What needs to be done =
Return all of the data exactly, with nothing left out but the pictures.

Named object pointing entries:
____________________

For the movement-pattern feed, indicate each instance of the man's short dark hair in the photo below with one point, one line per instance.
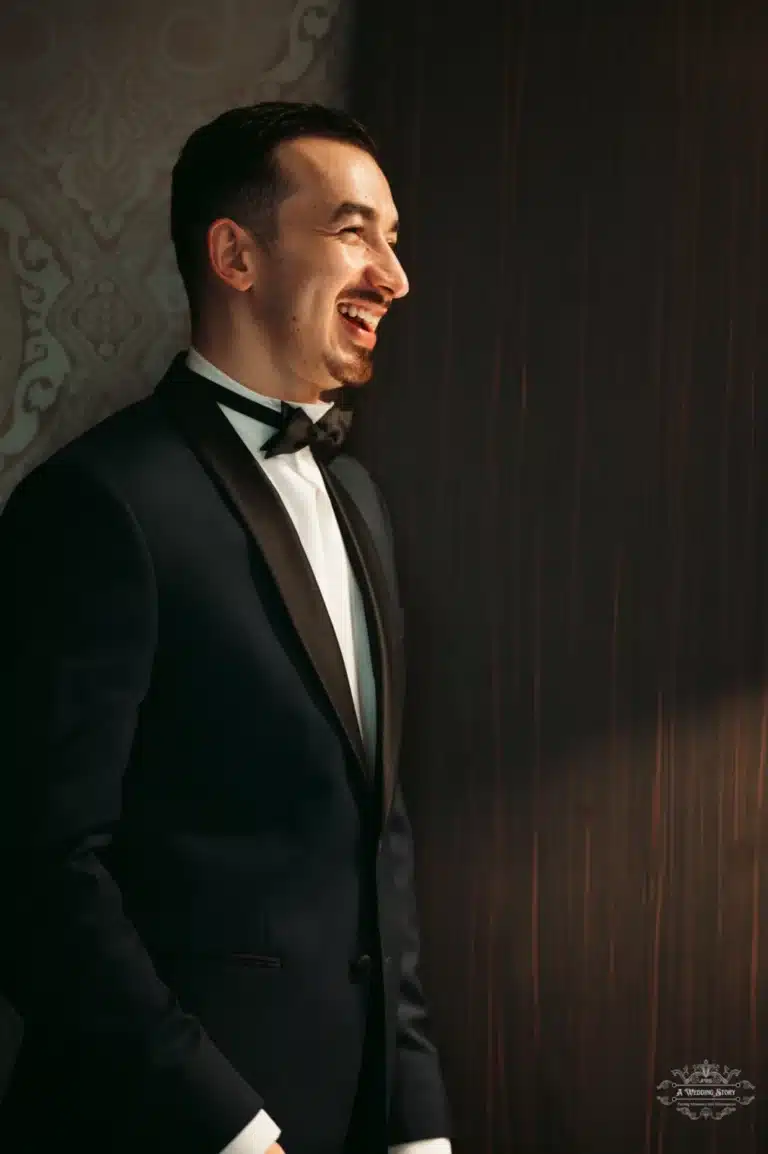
(227, 169)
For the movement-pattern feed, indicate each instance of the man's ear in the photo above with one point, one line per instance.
(232, 254)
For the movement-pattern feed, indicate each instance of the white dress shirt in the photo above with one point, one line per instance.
(300, 486)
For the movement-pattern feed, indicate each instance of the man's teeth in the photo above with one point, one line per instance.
(369, 319)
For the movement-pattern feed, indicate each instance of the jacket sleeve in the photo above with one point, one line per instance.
(419, 1107)
(419, 1104)
(77, 587)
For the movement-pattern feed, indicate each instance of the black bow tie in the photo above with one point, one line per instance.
(294, 428)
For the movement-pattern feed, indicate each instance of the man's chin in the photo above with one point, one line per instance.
(353, 376)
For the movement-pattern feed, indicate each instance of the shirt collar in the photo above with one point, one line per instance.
(198, 364)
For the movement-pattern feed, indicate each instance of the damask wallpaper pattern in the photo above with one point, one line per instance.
(95, 102)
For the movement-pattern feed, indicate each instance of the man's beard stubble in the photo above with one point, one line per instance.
(349, 375)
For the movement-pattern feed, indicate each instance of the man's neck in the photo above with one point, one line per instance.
(251, 372)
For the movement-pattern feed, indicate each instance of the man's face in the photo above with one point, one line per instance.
(332, 255)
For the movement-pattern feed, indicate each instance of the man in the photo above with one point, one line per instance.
(208, 863)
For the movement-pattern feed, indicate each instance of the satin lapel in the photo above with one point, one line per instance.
(219, 448)
(382, 629)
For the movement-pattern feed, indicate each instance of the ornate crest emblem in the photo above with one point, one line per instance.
(704, 1092)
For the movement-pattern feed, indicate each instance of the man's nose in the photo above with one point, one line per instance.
(390, 277)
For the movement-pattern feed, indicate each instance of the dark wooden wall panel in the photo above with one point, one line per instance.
(569, 419)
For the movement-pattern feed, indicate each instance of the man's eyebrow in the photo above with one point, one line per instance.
(352, 208)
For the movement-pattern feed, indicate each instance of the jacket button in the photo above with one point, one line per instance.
(360, 968)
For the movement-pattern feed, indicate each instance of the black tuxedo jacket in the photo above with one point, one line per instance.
(205, 883)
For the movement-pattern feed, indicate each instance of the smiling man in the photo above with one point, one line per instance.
(208, 883)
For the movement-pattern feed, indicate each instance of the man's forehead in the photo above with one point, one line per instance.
(332, 172)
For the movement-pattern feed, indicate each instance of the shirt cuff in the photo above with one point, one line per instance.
(257, 1137)
(424, 1146)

____________________

Full output =
For the movement-pattern feed, indicate each instance of the man's short dark hair in the photo below with one point, one line per instance.
(227, 169)
For the movement-pattern feed, indicate each instance of the man's ear in the photo above with one point, one line per instance.
(232, 254)
For the movement-pattern feed, indicate each instance of the white dress shirt in the photo above with one point, one line per instance.
(300, 486)
For the movement-pattern feed, indicate each instance of the man's teeth in the photo above with one point, one line per instance.
(369, 319)
For the movement-pattern feed, indicate each instance of the jacket sleeve in the photo above with one point, one line per instance.
(419, 1107)
(419, 1104)
(77, 587)
For the movement-pattern feed, indicate each instance of the black bow tie in the photo above with one point, one line per instance.
(294, 428)
For the movement-pattern feed, indicate each instance of the man's chin in the photo above with one point, one line per instance.
(353, 376)
For the movement-pattern feed, indicate each instance of the shirt collar in the photo above with one point, one line per instance.
(198, 364)
For the movement-pattern feed, indicate each instance of the damask wallpaper pattern in the photo above with one point, one line per instance.
(95, 102)
For the movement-pattern feed, indicate each instance of the man's beard stubble in the photo above with one point, one line per instance.
(349, 375)
For the movement-pattern feed, indicate each instance of the man's neck in the photo above with one point, one line per instance.
(251, 372)
For the movement-pattern feed, indicate each instance of the man's face in the photo above with one point, one line per instance.
(332, 255)
For the movement-pattern feed, indicate each instance of the man in the photo above with one point, one line per instance.
(208, 863)
For the movement-pattern feed, indicate each instance of the satin lapel in the photo above with one point, one line per instance.
(219, 448)
(382, 629)
For the movement-pattern feed, indicate each instance of the ornate crest emblem in the photo above with one point, one line per instance.
(704, 1092)
For the movement-pattern feed, indicate each instance of the man's nose in the photo above with one point, one line per instance.
(390, 277)
For the movement-pattern feed, indicate each instance of the dark wooden wall panel in the photo above with one point, one line per instance.
(569, 419)
For the movement-pattern feed, indicate each instance of the man's eyebrow in the photo above with one point, one line per instance.
(352, 208)
For the movement-pattern feed, indicate each instance of the jacket button in the photo above with one point, one line per instance.
(360, 968)
For the movement-pattern feed, indicate each instance of the black tuxedo jacket in the photo above with one point, one line per instance.
(205, 883)
For the movement-pattern feed, indicate each instance of the smiling man in the photo above with one point, one line per instance.
(208, 883)
For the movement-pattern feed, indicate each instance of the man's forehead in the photo above with one point, one line per instance.
(332, 172)
For the movement-pattern feed, indicate each instance of the shirt cuff in the photo above with one point, one line per instance.
(257, 1137)
(424, 1146)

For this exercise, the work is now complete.